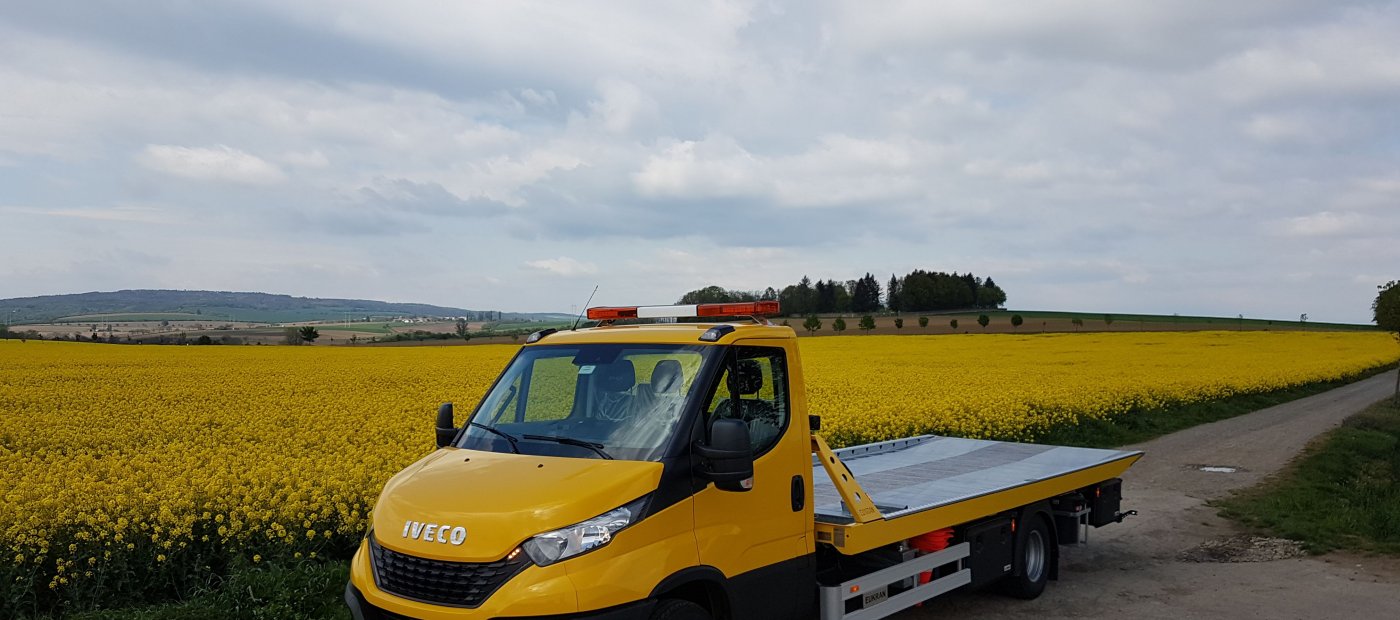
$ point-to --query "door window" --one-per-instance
(753, 389)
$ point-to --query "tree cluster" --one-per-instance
(913, 293)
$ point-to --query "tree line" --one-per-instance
(916, 291)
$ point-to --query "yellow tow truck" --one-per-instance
(672, 470)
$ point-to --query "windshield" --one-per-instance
(590, 400)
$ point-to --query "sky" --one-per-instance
(1102, 156)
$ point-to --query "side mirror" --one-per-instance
(445, 427)
(728, 455)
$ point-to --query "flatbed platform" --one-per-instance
(928, 472)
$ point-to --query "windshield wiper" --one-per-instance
(507, 435)
(573, 441)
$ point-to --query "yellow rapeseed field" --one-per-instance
(123, 466)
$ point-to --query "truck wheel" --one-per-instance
(1035, 563)
(676, 609)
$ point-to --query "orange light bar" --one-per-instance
(751, 308)
(612, 314)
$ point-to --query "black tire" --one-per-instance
(1035, 553)
(676, 609)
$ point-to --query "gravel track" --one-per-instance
(1180, 560)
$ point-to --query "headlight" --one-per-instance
(581, 538)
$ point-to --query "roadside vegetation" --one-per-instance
(1341, 493)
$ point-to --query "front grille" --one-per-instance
(459, 584)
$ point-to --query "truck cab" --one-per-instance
(653, 470)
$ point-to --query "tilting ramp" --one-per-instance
(928, 472)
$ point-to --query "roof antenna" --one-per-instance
(585, 310)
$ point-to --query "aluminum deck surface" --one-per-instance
(926, 472)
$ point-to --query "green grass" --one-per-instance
(139, 316)
(361, 328)
(307, 591)
(1341, 493)
(1140, 426)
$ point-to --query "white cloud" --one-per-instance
(1323, 224)
(563, 266)
(219, 163)
(1088, 136)
(312, 158)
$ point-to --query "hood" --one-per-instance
(490, 503)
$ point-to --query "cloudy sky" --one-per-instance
(1190, 156)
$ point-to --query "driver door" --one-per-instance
(758, 538)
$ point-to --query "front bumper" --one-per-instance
(360, 609)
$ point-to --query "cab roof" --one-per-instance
(664, 333)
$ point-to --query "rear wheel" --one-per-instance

____

**EXERCISE OBJECTIVE:** The listing above, line by line: print it exactly, but not its pictures.

**RESULT OF THIS EXERCISE:**
$ point-to --query "door window" --one-per-instance
(753, 389)
$ point-to --query "tree cluster" --one-per-instance
(913, 293)
$ point-to --query "tree line" --one-per-instance
(916, 291)
$ point-to --query "yellow tow truck" --one-per-instance
(672, 470)
$ point-to --query "windshield" --one-per-instance
(590, 400)
$ point-to --query "sky" --one-per-instance
(1102, 156)
$ point-to --query "side mirror" --one-per-instance
(445, 427)
(728, 455)
$ point-to --query "flatbed platform" --one-per-instance
(928, 472)
$ point-to --query "windshield wiper" --one-per-instance
(507, 435)
(573, 441)
$ point-to --query "yellow rapeseed field" --one-per-instance
(123, 466)
$ point-to --query "truck wheel" --one-per-instance
(1035, 563)
(676, 609)
$ point-to --query "orange light bar" --one-per-instance
(751, 308)
(612, 314)
$ point-to --query "black tire" --one-per-instance
(1035, 553)
(676, 609)
$ point-to --query "gravel track" --one-per-instance
(1180, 560)
$ point-to --query "headlight" --one-per-instance
(581, 538)
$ point-to --query "roadside vegetation" --one-per-instance
(1341, 493)
$ point-to --query "front grille" --one-per-instance
(459, 584)
$ point-to --query "truck cab" --one-per-instance
(653, 470)
$ point-to --query "tilting ramp" --one-per-instance
(928, 472)
$ point-to --query "roof antenna" --one-per-instance
(585, 310)
$ point-to --query "aluminum deck surface" --one-per-instance
(926, 472)
$ point-to --query "green grass" --one-per-instance
(139, 316)
(361, 328)
(307, 591)
(1341, 493)
(1140, 426)
$ point-to --query "white cloud" --one-per-instance
(1323, 224)
(563, 266)
(219, 163)
(1088, 136)
(312, 158)
$ point-to --query "hood" --one-per-instance
(490, 503)
$ point-to --query "cloudy sky" --one-per-instance
(1190, 156)
$ point-to --query "driver door" --one-per-instance
(758, 538)
$ point-to --query "front bumper" --one-per-instance
(360, 609)
$ point-to --query "cab roof" --one-per-instance
(664, 333)
$ point-to --query "rear wheel" --one-per-instance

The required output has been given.